DATA FOR THIS EXERCISE:
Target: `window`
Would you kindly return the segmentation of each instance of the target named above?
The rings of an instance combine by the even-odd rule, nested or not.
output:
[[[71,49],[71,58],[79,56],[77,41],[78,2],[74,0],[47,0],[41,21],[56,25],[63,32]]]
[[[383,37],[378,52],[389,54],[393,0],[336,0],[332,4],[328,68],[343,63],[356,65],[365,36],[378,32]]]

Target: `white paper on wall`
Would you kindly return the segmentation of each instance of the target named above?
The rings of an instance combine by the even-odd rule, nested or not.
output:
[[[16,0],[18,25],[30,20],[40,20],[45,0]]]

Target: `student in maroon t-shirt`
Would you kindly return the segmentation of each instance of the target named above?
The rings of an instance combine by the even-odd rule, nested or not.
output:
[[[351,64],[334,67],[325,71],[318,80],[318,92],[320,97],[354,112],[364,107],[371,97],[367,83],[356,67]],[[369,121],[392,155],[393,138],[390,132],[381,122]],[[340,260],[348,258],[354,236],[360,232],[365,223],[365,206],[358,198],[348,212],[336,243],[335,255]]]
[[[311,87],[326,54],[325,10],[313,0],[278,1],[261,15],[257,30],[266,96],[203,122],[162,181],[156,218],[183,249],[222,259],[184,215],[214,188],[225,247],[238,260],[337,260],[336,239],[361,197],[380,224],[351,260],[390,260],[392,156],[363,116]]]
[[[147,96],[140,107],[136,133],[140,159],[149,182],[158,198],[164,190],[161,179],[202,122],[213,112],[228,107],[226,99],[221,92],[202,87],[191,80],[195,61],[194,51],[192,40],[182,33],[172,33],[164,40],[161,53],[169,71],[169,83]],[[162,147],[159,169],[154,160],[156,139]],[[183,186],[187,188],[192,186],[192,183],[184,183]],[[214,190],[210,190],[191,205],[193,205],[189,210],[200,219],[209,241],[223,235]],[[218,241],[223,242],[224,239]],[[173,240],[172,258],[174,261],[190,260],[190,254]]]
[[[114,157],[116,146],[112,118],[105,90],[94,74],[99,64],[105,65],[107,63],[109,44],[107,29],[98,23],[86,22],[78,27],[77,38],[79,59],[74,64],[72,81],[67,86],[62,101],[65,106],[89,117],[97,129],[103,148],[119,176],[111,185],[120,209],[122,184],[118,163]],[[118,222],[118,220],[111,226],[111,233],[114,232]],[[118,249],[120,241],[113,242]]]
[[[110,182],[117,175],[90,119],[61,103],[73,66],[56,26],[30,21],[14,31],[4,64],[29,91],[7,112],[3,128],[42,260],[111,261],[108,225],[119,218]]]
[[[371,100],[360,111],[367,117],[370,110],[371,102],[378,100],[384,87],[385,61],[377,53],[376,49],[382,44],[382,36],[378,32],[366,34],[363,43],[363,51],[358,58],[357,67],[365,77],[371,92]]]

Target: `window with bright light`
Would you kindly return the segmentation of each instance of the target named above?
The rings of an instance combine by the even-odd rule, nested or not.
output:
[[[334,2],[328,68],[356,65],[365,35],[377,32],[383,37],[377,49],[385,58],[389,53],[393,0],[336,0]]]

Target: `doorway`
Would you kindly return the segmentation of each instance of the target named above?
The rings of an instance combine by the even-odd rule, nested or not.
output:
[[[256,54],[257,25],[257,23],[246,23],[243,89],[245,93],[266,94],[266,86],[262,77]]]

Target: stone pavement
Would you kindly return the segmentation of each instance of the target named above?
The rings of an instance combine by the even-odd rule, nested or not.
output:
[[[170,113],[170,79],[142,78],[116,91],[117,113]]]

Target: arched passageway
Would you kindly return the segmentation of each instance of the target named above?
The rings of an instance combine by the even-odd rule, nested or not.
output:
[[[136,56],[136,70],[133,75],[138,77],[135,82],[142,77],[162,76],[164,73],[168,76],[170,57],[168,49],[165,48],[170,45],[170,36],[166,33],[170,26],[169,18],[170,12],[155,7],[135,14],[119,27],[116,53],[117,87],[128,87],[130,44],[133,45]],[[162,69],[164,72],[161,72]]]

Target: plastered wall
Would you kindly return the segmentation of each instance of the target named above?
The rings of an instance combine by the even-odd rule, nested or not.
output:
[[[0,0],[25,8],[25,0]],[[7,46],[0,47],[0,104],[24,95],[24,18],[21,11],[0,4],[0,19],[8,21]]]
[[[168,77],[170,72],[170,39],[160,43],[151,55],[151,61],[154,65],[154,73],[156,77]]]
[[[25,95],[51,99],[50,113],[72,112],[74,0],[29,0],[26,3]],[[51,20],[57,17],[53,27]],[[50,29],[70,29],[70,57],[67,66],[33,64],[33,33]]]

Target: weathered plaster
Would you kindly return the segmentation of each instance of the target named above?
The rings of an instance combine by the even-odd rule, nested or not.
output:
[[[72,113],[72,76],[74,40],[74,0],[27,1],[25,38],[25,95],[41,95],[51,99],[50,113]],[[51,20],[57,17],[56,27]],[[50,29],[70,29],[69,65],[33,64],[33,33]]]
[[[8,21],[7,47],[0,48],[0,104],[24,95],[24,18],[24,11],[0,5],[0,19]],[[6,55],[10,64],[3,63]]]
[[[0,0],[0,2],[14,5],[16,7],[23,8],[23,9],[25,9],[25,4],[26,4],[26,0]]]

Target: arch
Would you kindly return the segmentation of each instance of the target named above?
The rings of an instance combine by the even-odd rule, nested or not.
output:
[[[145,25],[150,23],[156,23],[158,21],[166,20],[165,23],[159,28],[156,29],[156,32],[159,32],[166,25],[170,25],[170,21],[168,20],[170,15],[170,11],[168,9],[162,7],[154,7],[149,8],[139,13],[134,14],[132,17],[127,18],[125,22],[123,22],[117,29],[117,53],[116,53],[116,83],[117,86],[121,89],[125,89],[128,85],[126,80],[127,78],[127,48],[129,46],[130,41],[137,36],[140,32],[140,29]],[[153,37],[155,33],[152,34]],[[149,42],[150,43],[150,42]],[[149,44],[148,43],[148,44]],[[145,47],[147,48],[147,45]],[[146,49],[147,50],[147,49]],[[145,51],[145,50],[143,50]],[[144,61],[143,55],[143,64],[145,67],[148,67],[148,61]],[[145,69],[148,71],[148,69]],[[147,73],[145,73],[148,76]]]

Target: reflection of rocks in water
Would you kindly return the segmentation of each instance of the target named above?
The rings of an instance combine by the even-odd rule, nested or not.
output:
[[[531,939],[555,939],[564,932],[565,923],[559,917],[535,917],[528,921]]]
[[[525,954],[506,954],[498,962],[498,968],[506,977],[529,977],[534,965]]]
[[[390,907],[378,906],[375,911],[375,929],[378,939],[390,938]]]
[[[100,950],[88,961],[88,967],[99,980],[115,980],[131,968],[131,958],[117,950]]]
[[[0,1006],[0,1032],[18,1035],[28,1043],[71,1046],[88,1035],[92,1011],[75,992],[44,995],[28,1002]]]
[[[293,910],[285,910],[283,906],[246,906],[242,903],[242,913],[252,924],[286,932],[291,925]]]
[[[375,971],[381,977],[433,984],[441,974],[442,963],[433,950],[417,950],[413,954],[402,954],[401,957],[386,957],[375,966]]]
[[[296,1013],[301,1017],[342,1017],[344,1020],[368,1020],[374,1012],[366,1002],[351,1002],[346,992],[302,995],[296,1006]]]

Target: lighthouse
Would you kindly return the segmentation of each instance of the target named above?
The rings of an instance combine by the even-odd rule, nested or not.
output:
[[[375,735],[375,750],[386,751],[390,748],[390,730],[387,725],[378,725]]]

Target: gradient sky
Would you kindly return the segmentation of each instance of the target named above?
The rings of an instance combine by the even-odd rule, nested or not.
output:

WHAT YOU WILL DO:
Please restate the data word for word, every record included.

REPLY TO THE TASK:
Target: `window`
Would you kindly return the segmentation of each instance of the target named above?
The rings of an instance combine by the even-odd rule, nested or not.
output:
[[[71,49],[71,58],[79,56],[77,41],[78,2],[74,0],[47,0],[41,21],[56,25],[63,32]]]
[[[383,37],[378,52],[389,54],[393,0],[336,0],[332,4],[328,68],[343,63],[356,65],[365,36],[378,32]]]

Target: `white paper on wall`
Would you kindly return the segmentation of each instance of the target named above?
The rings of an instance combine by the even-odd rule, nested or not.
output:
[[[16,0],[18,25],[30,20],[40,20],[45,0]]]

Target: `student in maroon t-shirt`
Would you kindly return the segmentation of each instance of the target named above?
The rings of an instance combine by the even-odd rule, nested or not.
output:
[[[351,64],[334,67],[325,71],[318,80],[318,92],[320,97],[354,112],[364,107],[371,97],[367,83],[356,67]],[[369,121],[392,155],[393,138],[390,132],[381,122]],[[340,260],[348,258],[354,236],[360,232],[365,223],[365,206],[358,198],[348,212],[336,243],[335,255]]]
[[[311,87],[326,54],[325,10],[313,0],[278,1],[261,15],[257,30],[266,96],[203,122],[162,181],[156,218],[183,249],[222,259],[184,215],[214,188],[225,247],[238,260],[337,260],[336,239],[361,197],[380,224],[351,260],[390,260],[392,156],[363,116]]]
[[[147,96],[140,107],[136,133],[140,159],[149,182],[158,198],[164,190],[161,179],[202,122],[213,112],[228,107],[226,99],[221,92],[202,87],[191,80],[195,61],[194,51],[192,40],[182,33],[172,33],[164,40],[161,53],[169,71],[169,83]],[[162,147],[159,169],[154,160],[156,139]],[[183,186],[187,188],[192,186],[192,183],[184,183]],[[214,190],[210,190],[191,205],[193,205],[189,210],[200,219],[209,241],[223,235]],[[218,241],[223,242],[224,239]],[[173,240],[172,258],[174,261],[190,260],[190,254]]]
[[[114,157],[116,146],[112,118],[105,90],[94,74],[99,64],[105,65],[107,63],[109,44],[107,29],[98,23],[86,22],[78,27],[77,38],[79,59],[74,64],[72,81],[67,86],[62,101],[65,106],[89,117],[97,129],[103,148],[119,176],[111,185],[120,209],[122,184],[118,163]],[[118,222],[118,220],[111,226],[111,233],[114,232]],[[118,249],[120,241],[113,242]]]
[[[110,182],[117,175],[90,119],[61,103],[73,66],[56,26],[30,21],[14,31],[4,64],[29,91],[7,112],[3,128],[42,260],[111,261],[108,225],[119,218]]]
[[[371,100],[360,111],[367,117],[370,110],[371,102],[378,100],[384,87],[385,61],[377,53],[376,49],[382,44],[382,36],[378,32],[366,34],[363,43],[363,51],[358,58],[357,67],[365,77],[371,92]]]

Target: `window with bright light`
Would you kindly return the segmentation of each instance of the target named above?
The rings of an instance combine by the even-odd rule, nested or not.
output:
[[[334,2],[328,68],[356,65],[365,35],[377,32],[383,37],[377,49],[385,58],[389,53],[393,0],[336,0]]]

Target: `doorway`
Would you kindly return the segmentation of each instance of the target named above?
The rings of an instance combine by the even-odd rule, nested or not.
output:
[[[256,54],[257,25],[257,23],[246,23],[243,89],[245,93],[266,94],[266,86],[262,77]]]

Target: stone pavement
Would you kindly return the segmentation of each instance of the target named above?
The rings of an instance combine by the even-odd rule, nested or not.
output:
[[[170,113],[170,79],[142,78],[116,91],[117,113]]]

Target: arched passageway
Would you kindly return the segmentation of each instance of the target named above?
The rings of an instance combine by the even-odd rule, nested or not.
output:
[[[136,56],[136,70],[133,75],[138,77],[135,82],[142,77],[162,76],[164,73],[168,76],[170,57],[168,49],[165,48],[170,45],[170,36],[166,33],[170,26],[169,18],[170,12],[155,7],[135,14],[119,27],[116,53],[117,87],[128,87],[130,44],[133,45]],[[162,69],[164,72],[161,72]]]

Target: plastered wall
Would you kindly return the segmentation of each instance of the target named above?
The rings of an instance combine by the even-odd rule, nested or not.
output:
[[[0,0],[25,8],[25,0]],[[7,46],[0,47],[0,104],[24,95],[24,18],[21,11],[0,4],[0,19],[8,21]]]
[[[168,77],[170,72],[170,39],[160,43],[151,55],[151,61],[154,65],[154,73],[156,77]]]
[[[25,95],[51,99],[50,113],[72,112],[74,0],[29,0],[26,3]],[[51,20],[57,17],[53,27]],[[50,29],[70,29],[70,57],[67,66],[33,64],[33,33]]]

Target: weathered plaster
Would you kindly return the segmentation of each instance of the target named above?
The rings of an instance combine by the even-odd rule, nested or not.
output:
[[[72,113],[72,76],[74,40],[74,0],[27,1],[25,38],[25,95],[41,95],[51,99],[50,113]],[[51,20],[57,17],[56,27]],[[50,29],[70,29],[69,65],[33,64],[33,33]]]
[[[8,21],[7,47],[0,48],[0,104],[24,95],[24,18],[24,11],[0,5],[0,19]],[[6,55],[10,64],[3,63]]]
[[[0,0],[0,2],[14,5],[16,7],[23,8],[23,9],[25,9],[25,4],[26,4],[26,0]]]

Target: arch
Would you kindly return the segmentation of each instance of the target named above?
The rings of an instance combine by the even-odd rule, nested or not.
output:
[[[145,25],[150,23],[156,23],[158,21],[166,20],[165,23],[159,28],[156,29],[156,32],[159,32],[166,25],[170,25],[170,21],[168,20],[170,15],[170,11],[168,9],[162,7],[154,7],[149,8],[139,13],[134,14],[132,17],[127,18],[125,22],[123,22],[117,29],[117,53],[116,53],[116,83],[117,86],[121,89],[125,89],[128,85],[126,80],[127,78],[127,48],[129,46],[130,41],[137,36],[140,32],[140,29]],[[153,37],[155,33],[152,34]],[[149,42],[150,43],[150,42]],[[149,44],[148,43],[148,44]],[[145,47],[147,48],[147,45]],[[146,49],[147,50],[147,49]],[[145,51],[145,50],[143,50]],[[144,61],[143,55],[143,64],[145,67],[148,67],[148,61]],[[145,69],[148,71],[148,69]],[[147,73],[145,73],[148,76]]]

Target: reflection of rocks in water
Would you kindly return the segmentation of each instance of the target named above?
The rings of an instance combine by the even-odd rule, nested or not.
output:
[[[531,939],[555,939],[564,932],[565,923],[559,917],[535,917],[528,921]]]
[[[525,954],[506,954],[498,962],[498,968],[506,977],[529,977],[534,965]]]
[[[390,907],[378,906],[375,911],[375,929],[378,939],[390,938]]]
[[[100,950],[88,961],[88,967],[99,980],[115,980],[131,968],[131,958],[117,950]]]
[[[0,1006],[0,1032],[18,1035],[28,1043],[71,1046],[88,1035],[92,1011],[75,992],[44,995],[28,1002]]]
[[[293,910],[285,910],[283,906],[246,906],[242,903],[242,913],[252,924],[286,932],[291,925]]]
[[[375,971],[381,977],[433,984],[441,974],[442,963],[433,950],[417,950],[413,954],[402,954],[401,957],[386,957],[375,966]]]
[[[296,1013],[301,1017],[342,1017],[344,1020],[368,1020],[374,1012],[366,1002],[351,1002],[346,992],[302,995],[296,1006]]]

Target: lighthouse
Would you kindly return the segmentation of each instance of the target named above?
The rings of an instance combine by the even-odd rule, nested or not.
output:
[[[375,735],[375,750],[386,751],[390,748],[390,730],[387,725],[378,725]]]

Target: gradient sky
Would you kindly return the segmentation of each instance of the target named above?
The rings of an instance combine by the even-odd rule, nested or not.
output:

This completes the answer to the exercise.